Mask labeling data
--------------------------------------------------

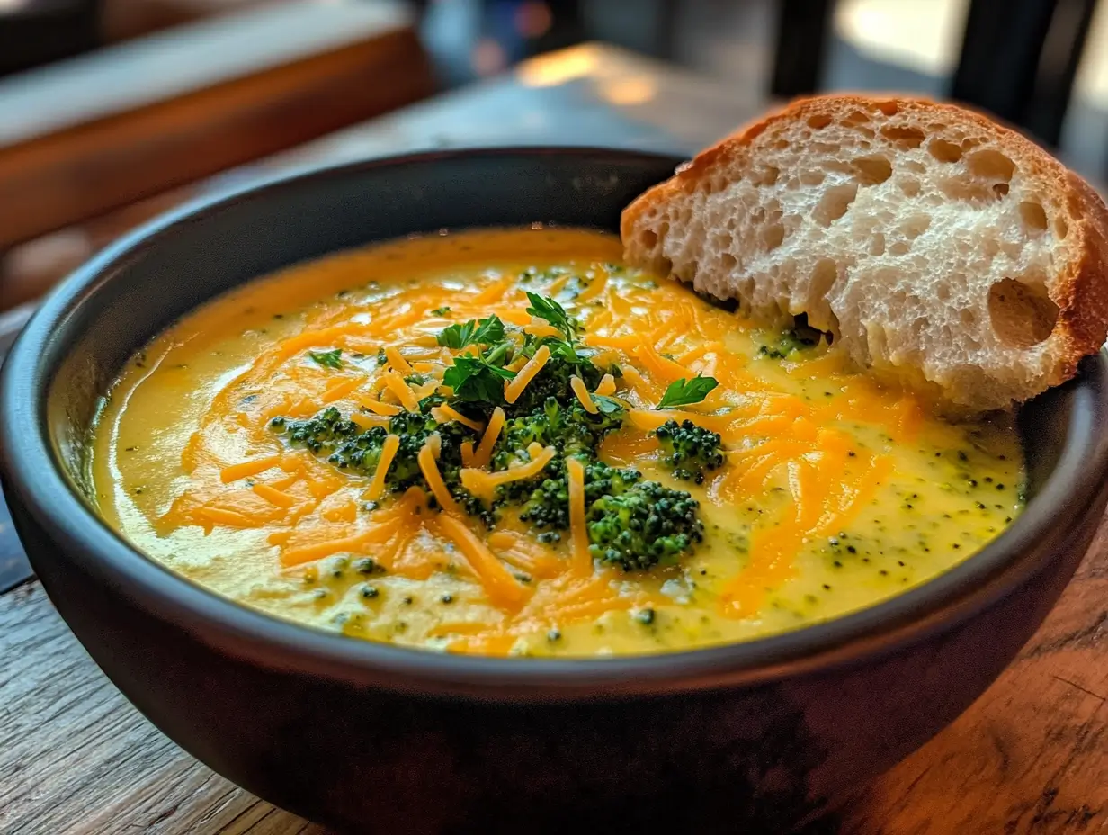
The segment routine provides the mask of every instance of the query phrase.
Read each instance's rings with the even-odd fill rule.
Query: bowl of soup
[[[1104,357],[942,418],[624,264],[679,162],[300,172],[63,283],[4,365],[3,485],[120,690],[388,833],[789,831],[971,704],[1104,511]]]

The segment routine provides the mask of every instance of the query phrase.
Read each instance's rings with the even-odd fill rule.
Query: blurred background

--------------------------------------------------

Rewrite the data starting at the beginning and ending at the line containing "Query: bowl of soup", switching "fill rule" to "winding rule" and changing nothing else. Leave the pictures out of your answer.

→ **EXERCISE SOLUTION**
The segment routine provides the mask of every instance of the query phrase.
Read each instance's rings with the even-odd winding rule.
Query: bowl of soup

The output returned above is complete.